→ **WHAT YOU SHOULD DO**
The lines from the one containing "Query: rainforest vegetation" through the final line of the data below must be written out exactly, both included, and nothing more.

→ **SUPPLIED INFORMATION**
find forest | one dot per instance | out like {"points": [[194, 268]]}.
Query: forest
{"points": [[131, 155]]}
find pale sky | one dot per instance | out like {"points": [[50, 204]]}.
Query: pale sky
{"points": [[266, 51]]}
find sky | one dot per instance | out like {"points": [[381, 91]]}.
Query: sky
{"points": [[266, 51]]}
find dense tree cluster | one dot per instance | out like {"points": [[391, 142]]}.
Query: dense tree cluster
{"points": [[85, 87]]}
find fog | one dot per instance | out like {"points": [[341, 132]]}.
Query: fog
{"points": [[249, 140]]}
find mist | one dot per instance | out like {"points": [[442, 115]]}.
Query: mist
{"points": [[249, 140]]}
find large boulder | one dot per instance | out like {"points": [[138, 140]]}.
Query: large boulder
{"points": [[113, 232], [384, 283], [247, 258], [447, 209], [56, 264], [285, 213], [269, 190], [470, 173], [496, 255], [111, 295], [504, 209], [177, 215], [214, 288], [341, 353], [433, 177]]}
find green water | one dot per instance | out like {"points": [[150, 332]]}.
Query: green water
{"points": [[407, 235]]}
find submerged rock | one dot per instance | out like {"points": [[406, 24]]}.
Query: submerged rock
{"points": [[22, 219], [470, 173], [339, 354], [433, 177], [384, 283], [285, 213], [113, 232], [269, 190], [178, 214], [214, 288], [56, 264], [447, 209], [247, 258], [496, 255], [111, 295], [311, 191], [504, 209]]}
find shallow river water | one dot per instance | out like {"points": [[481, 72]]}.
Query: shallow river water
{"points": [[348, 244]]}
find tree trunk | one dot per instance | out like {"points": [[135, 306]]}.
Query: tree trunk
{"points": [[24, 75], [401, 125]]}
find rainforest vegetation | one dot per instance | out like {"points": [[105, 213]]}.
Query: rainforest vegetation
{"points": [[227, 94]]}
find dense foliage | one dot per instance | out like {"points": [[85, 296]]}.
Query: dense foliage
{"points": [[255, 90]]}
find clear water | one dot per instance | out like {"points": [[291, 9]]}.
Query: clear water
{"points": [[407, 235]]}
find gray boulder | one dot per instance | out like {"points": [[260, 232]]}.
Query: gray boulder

→ **ANSWER AREA**
Query: rainforest vegetation
{"points": [[227, 94]]}
find dense foliage | one dot per instance | out like {"points": [[85, 296]]}.
Query: dense foliage
{"points": [[255, 90]]}
find clear water | one dot per instance | out like {"points": [[291, 9]]}.
Query: clear water
{"points": [[407, 235]]}
find gray boulder | one dot per instance | out like {"points": [[260, 232]]}.
Query: gray boulder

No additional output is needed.